[Tarea indicada a] Resume de forma más breve el párrafo del fragmento del documento que comienza con «Por tanto, a estos neoconservadores», sin perder sus datos principales.

Elecciones a la Casa Blanca
Un 11 de septiembre político
Un 11 de septiembre político. La comparación –entre el ascenso a la Casa Blanca de Donald Trump, por la vía democrática, y los atentados de Nueva York y Washington que, el 11 de septiembre de 2001, sumieron al siglo XXI en una era de terrorismo mundial y de guerras regionales– puede parecer obscena. Sin embargo, ambos acontecimientos están muy relacionados. No sólo por las similitudes en las fechas: al 9-11 (Nine-eleven u 11 de septiembre), responde sorprendentemente este 11-9” (Eleven-nine o 9 de novembre). La elección de Donald Trump como 45º presidente de Estados Unidos, contra los pronósticos demoscópicos, los análisis de los expertos y frente a la casi totalidad de reportajes e investigaciones periodísticas, supone un seísmo de consecuencias duraderas.
La victoria de un hombre al que los más calmados califican de populista y los más inquietos de neofascista, no es sino la derivada lógica, o cuando menos coherente, del ciclo abierto el 11 de septiembre y al que siguió la descabellada respuesta de los neoconservadores de la Administración Bush. George W. Bush, que se negó a apoyar a Donald Trump, votó en blanco este 8 de noviembre, según él mismo informó. Una declaración que estaba dirigida a hacer olvidar sus propias infamias, ya que el nuevo presidente Trump también es el monstruoso producto de los dos mandatos del conservador que ha prendido fuego a una parte del planeta.
Populista, personaje de telerrealidad, portavoz de una Norteamérica que siente rabia hacia un mundo que sólo percibe como una amenaza, multimillonario antiestablishment, Donald Trump es todo eso. Pero también es el heredero político de esos doctores Strangelove neoconservadoresdoctores Strangelove que, queriendo remodelar el mundo árabe musulmán e imponer por la guerra la pax americana, mediante la aplicación de políticas ultraliberales, han precipitado a Norteamérica y al planeta en un ciclo de tempestades, crisis y conflictos.
Por tanto, a estos neoconservadores expansionistas les sucede otra corriente que siempre ha funcionado en el seno de la derecha norteamericana: la que pone en práctica el proyecto de un aislacionismo guerrero, xenófobo y racista, prisionero y agresivo, para reivindicar mejor una “America Great Again”, lema de la campaña de Donald Trump. En ese sentido, el ascenso de Trump a la Casa Blanca no es sólo problema de EEUU. Es el episodio más espectacular e inquietante de un ciclo mundial en el que prevalecen los tambores de guerra, los odios, los repliegues identitarios, los nacionalismos sobre los grandes ideales de cooperación y de seguridad internacionales que han estructurado más o menos el mundo tras la Segunda Guerra Mundial.
Los especialistas sin lugar a dudas cuestionarán las comparaciones, habida cuenta de las notables especificidades nacionales. Pero, ¿cómo no hacer hincapié en los efectos acústicos derivados: Trump y la rigidez del régimen Putin; Trump y el Gobierno ultraconservador polaco; Trump y el Gobierno húngaro de Viktor Orban; Trump y la decisión británica del Brexit; Trump y la locura populista homicida del nuevo presidente filipino Rodrigo Duterte y, por último, Trump y el inexorable ascenso del Frente Nacional en Francia, el partido de ultraderecha que está a las puertas de hacerse con el Gobierno y copando buena parte del espectro ideológico...

[Tarea indicada b] Cuenta cuántas líneas de las filas que siguen contienen la cadena "snowy", distinguiendo entre mayúsculas y minúsculas. Responde únicamente con el número.

[Filas a utilizar]

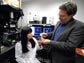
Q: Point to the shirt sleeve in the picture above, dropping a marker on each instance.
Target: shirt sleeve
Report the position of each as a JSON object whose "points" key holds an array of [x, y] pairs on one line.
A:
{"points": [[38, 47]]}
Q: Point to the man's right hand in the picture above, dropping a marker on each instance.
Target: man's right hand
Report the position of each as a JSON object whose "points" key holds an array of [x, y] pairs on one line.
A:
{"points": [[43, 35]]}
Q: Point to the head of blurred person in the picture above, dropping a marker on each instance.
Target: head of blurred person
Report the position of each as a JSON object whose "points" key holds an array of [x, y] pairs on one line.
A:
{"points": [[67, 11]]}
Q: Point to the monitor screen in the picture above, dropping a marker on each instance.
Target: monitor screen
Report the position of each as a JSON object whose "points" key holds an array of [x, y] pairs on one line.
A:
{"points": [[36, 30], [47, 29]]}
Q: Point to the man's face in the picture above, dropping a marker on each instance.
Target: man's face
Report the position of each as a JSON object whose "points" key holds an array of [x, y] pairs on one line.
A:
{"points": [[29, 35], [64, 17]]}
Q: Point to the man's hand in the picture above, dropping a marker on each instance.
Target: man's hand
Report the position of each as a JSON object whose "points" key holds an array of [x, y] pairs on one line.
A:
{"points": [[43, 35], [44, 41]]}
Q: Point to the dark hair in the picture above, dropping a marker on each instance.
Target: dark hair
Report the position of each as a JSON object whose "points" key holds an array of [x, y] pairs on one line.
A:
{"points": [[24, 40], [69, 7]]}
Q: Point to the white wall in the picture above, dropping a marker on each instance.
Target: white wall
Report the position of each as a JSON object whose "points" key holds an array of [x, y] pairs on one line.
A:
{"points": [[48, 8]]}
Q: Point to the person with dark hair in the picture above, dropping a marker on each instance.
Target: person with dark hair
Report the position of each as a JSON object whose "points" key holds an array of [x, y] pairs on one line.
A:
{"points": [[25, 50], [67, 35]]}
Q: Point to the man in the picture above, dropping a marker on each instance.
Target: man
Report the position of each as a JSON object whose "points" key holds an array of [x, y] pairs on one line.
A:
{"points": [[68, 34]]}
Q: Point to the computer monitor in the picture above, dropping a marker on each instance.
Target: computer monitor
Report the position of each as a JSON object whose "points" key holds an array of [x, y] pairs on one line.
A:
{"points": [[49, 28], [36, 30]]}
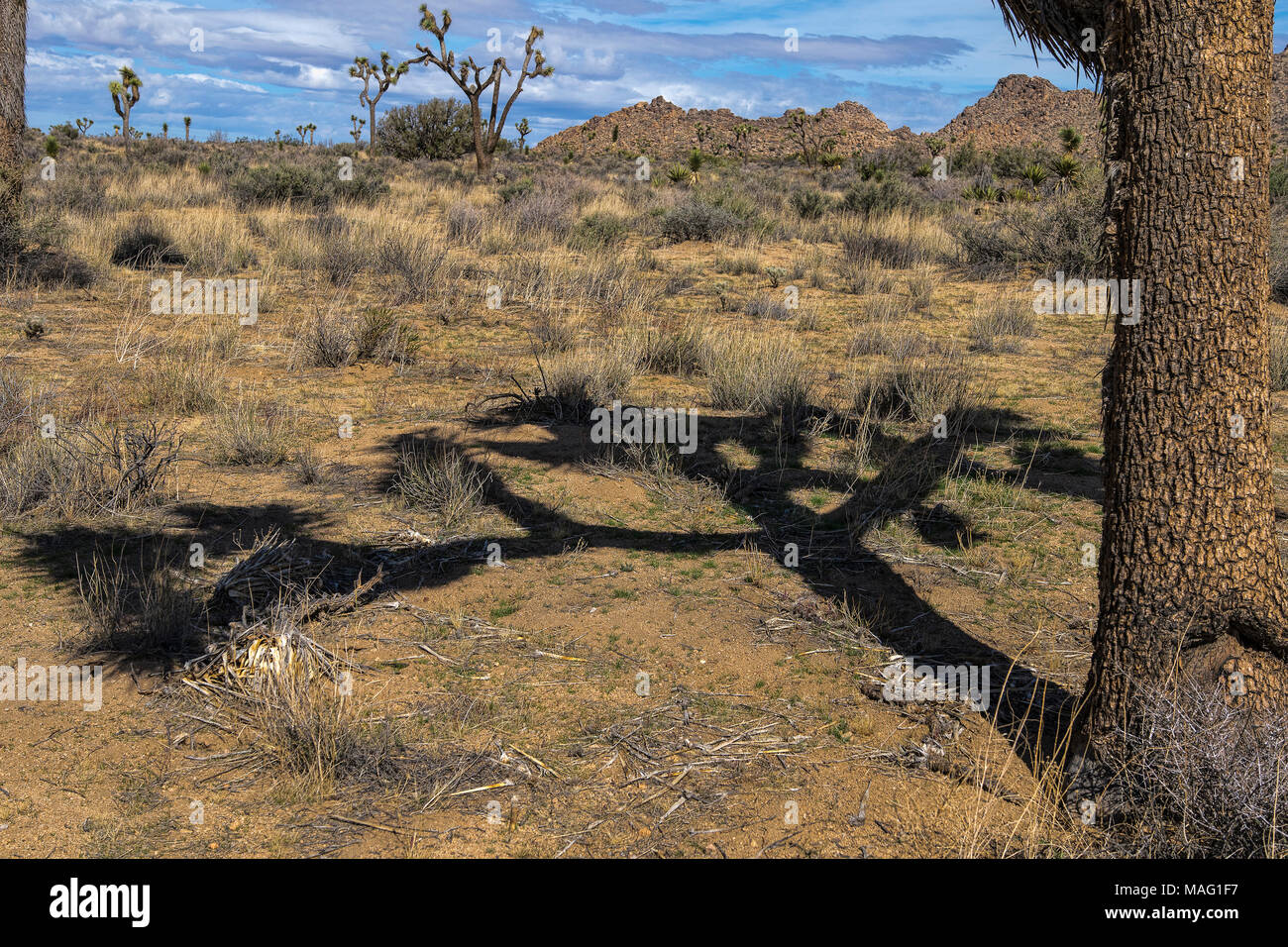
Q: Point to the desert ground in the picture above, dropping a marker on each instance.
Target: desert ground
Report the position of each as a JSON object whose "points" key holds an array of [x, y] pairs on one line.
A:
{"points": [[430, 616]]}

---

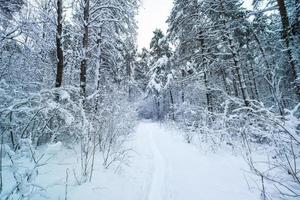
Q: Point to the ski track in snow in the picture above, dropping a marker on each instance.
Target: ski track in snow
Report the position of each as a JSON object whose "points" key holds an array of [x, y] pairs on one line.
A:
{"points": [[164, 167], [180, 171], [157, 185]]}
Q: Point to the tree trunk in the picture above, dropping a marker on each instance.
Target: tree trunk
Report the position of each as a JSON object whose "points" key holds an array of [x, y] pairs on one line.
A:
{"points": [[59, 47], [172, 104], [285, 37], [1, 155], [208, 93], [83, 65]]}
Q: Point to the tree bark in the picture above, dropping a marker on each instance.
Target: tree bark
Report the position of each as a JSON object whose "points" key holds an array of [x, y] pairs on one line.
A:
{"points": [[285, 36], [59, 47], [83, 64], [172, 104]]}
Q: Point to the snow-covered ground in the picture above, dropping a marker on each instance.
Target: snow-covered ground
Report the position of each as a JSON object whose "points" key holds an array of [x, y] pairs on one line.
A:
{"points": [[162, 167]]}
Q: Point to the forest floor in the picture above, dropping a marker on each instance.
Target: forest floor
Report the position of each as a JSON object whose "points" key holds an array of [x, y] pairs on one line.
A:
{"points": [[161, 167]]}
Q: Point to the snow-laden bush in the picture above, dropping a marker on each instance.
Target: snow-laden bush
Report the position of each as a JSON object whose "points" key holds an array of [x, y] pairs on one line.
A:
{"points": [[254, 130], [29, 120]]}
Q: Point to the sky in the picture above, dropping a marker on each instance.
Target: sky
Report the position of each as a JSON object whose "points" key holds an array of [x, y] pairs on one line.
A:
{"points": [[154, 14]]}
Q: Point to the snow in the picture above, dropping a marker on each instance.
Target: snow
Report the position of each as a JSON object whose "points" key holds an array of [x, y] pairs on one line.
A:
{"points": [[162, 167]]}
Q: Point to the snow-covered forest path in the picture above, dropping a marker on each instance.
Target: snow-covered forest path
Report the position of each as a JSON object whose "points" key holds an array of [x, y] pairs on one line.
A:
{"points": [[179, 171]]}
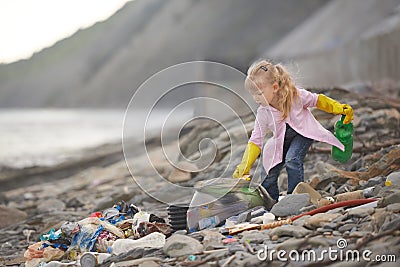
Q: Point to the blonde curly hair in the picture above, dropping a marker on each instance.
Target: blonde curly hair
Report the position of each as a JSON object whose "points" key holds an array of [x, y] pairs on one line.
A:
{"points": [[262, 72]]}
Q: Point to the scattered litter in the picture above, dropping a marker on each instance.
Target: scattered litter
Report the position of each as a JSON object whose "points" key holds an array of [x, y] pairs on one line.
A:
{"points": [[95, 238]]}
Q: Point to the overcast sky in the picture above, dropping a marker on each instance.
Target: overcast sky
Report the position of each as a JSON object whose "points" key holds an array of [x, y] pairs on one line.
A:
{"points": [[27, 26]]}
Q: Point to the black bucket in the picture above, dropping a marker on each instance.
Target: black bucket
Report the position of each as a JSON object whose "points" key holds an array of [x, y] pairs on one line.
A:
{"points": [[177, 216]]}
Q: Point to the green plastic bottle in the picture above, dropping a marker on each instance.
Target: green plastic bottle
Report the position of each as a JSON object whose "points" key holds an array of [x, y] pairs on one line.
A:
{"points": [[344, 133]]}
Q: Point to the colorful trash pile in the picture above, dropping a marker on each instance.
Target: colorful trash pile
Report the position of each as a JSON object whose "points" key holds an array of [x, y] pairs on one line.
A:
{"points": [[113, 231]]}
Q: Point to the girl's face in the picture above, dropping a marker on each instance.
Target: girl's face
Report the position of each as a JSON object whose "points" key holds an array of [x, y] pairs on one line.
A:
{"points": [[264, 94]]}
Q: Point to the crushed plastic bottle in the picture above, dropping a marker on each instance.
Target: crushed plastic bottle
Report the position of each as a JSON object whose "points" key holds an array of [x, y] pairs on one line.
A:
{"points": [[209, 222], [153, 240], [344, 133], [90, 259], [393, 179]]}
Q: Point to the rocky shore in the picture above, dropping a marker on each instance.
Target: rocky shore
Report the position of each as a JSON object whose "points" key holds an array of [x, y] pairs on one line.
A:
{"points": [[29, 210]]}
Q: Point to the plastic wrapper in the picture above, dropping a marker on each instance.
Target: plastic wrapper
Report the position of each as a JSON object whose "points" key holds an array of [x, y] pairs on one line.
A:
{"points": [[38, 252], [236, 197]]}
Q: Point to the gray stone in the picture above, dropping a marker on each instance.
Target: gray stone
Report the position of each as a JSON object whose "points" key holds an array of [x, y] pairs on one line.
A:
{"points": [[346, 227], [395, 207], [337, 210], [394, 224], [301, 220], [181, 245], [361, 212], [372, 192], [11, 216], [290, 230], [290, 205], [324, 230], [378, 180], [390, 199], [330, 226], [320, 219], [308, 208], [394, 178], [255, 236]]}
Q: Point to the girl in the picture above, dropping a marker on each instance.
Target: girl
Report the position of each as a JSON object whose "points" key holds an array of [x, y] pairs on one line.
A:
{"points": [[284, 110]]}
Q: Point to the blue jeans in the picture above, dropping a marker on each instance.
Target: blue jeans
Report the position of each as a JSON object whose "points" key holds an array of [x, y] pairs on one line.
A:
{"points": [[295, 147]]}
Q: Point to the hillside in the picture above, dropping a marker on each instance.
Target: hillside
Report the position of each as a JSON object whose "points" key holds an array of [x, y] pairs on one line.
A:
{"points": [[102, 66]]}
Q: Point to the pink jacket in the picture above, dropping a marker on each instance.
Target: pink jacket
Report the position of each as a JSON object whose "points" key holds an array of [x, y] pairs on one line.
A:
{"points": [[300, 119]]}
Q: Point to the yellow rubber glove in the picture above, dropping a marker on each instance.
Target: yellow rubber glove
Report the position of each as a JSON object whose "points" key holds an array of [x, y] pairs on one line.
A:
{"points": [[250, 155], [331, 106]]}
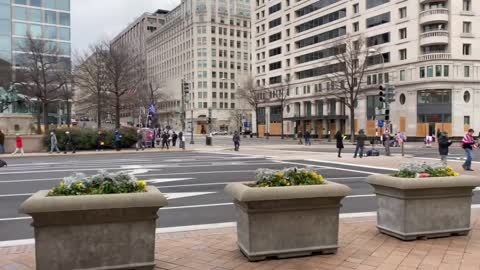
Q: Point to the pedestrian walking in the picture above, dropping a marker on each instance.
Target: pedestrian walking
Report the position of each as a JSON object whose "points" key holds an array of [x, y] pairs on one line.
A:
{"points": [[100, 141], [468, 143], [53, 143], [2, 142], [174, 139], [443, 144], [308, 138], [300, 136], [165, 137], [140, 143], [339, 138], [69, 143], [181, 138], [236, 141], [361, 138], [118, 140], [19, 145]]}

--

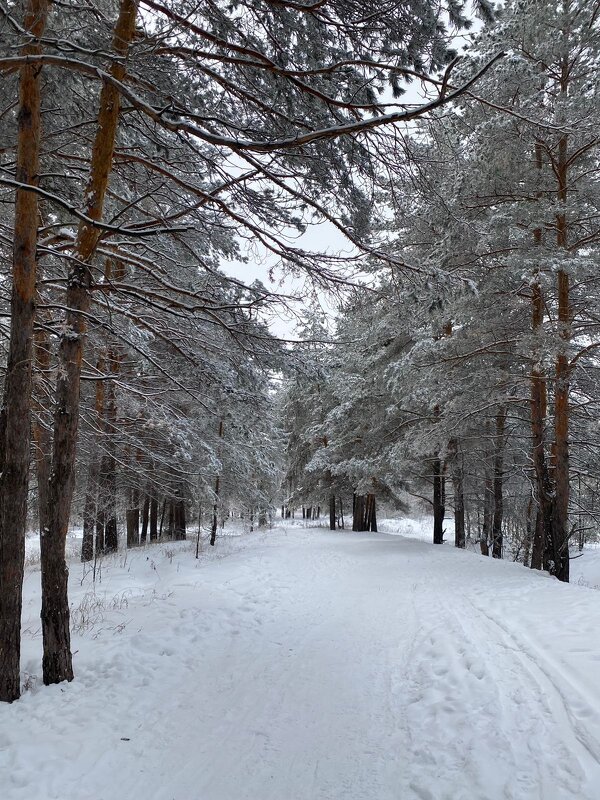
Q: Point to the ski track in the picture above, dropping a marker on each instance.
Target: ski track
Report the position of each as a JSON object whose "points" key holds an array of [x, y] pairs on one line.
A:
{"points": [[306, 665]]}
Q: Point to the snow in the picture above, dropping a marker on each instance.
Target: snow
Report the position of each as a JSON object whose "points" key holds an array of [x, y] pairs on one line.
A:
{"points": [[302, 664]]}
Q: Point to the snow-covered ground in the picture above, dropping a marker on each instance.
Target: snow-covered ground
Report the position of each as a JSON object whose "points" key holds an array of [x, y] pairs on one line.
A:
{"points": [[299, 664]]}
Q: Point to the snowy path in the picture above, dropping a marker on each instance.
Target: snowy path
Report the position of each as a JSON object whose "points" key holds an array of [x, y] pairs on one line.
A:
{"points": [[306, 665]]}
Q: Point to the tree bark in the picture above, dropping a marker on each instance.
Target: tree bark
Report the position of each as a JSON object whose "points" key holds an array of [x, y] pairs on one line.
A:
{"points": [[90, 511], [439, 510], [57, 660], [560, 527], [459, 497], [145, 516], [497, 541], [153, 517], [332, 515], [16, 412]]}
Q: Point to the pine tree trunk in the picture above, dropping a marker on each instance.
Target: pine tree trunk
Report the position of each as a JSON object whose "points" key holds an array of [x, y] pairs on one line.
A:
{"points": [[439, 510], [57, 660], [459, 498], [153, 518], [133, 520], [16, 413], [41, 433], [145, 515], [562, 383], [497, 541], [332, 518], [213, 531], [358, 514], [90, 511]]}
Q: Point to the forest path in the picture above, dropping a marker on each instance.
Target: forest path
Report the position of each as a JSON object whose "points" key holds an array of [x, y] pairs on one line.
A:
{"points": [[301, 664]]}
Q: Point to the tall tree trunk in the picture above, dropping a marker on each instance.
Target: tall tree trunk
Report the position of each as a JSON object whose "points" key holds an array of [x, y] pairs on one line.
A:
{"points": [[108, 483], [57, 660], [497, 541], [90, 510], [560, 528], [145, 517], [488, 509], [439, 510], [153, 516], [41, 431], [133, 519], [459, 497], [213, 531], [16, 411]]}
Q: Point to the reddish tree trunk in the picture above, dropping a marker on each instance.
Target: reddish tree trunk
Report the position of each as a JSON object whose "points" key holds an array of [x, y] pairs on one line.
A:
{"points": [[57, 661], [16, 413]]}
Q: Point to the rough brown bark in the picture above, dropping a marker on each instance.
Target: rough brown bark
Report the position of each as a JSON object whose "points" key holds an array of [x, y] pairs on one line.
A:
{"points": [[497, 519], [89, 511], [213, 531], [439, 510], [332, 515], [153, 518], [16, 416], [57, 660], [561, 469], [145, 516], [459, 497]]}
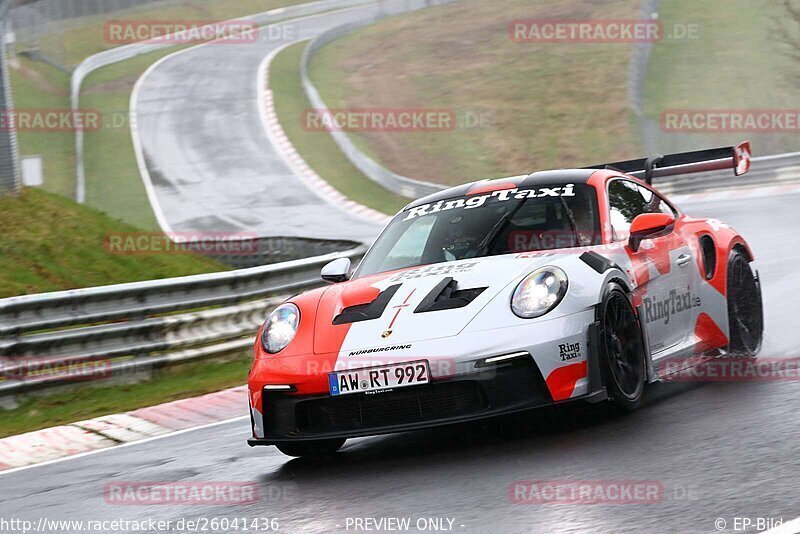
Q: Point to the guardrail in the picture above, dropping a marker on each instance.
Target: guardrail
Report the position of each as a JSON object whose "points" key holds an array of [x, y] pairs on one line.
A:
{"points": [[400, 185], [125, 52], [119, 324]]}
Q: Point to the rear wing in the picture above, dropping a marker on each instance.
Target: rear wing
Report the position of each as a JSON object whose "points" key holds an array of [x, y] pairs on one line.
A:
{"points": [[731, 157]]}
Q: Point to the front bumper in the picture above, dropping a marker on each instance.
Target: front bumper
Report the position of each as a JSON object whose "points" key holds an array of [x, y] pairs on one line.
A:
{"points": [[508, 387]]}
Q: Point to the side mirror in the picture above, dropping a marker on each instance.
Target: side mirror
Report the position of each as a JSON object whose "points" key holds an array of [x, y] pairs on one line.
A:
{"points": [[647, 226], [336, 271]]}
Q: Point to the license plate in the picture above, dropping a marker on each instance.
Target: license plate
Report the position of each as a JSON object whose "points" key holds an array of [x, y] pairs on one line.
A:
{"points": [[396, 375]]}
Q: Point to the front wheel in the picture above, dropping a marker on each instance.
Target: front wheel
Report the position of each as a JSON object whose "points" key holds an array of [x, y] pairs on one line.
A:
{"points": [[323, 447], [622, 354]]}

[Resultado esperado a] A los neoconservadores expansionistas los sucede otra corriente de la derecha estadounidense: un aislacionismo guerrero, xenófobo y racista que reivindica «America Great Again», el lema de campaña de Donald Trump. Por eso, su llegada a la Casa Blanca no es solo un problema de EE. UU. Es el episodio más espectacular e inquietante de un ciclo mundial en el que los tambores de guerra, los odios, los repliegues identitarios y los nacionalismos prevalecen sobre los ideales de cooperación y seguridad internacionales que estructuraron el mundo tras la Segunda Guerra Mundial.

[Resultado esperado b] 2